■ Action item
Your answer is a copy of every line in the records where "hand" appears.

__________________________________________________

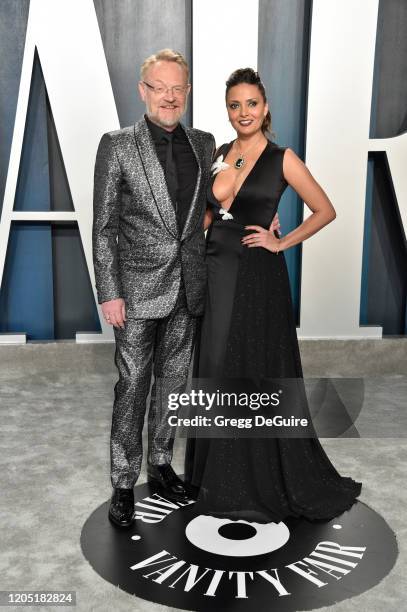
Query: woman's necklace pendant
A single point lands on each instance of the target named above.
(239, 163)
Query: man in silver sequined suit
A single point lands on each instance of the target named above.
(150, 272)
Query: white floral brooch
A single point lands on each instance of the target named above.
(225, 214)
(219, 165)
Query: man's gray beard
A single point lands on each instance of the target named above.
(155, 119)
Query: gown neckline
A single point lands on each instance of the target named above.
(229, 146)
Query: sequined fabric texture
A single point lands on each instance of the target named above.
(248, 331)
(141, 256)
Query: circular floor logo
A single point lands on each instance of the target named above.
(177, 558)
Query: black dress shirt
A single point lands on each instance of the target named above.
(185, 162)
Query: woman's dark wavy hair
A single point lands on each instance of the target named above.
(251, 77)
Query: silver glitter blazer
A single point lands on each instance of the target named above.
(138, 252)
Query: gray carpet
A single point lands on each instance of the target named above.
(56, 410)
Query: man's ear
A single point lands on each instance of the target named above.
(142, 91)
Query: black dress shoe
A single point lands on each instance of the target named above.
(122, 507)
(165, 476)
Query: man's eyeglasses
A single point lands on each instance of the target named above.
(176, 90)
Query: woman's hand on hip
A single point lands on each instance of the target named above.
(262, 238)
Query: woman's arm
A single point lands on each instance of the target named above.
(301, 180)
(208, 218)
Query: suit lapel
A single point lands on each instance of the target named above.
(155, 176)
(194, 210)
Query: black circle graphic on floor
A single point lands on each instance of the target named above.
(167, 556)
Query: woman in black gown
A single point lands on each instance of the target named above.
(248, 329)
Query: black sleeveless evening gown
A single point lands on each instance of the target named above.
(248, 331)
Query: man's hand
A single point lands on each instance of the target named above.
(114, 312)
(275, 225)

__________________________________________________

■ Exercise result
Query: woman's hand on hip
Query: man's hand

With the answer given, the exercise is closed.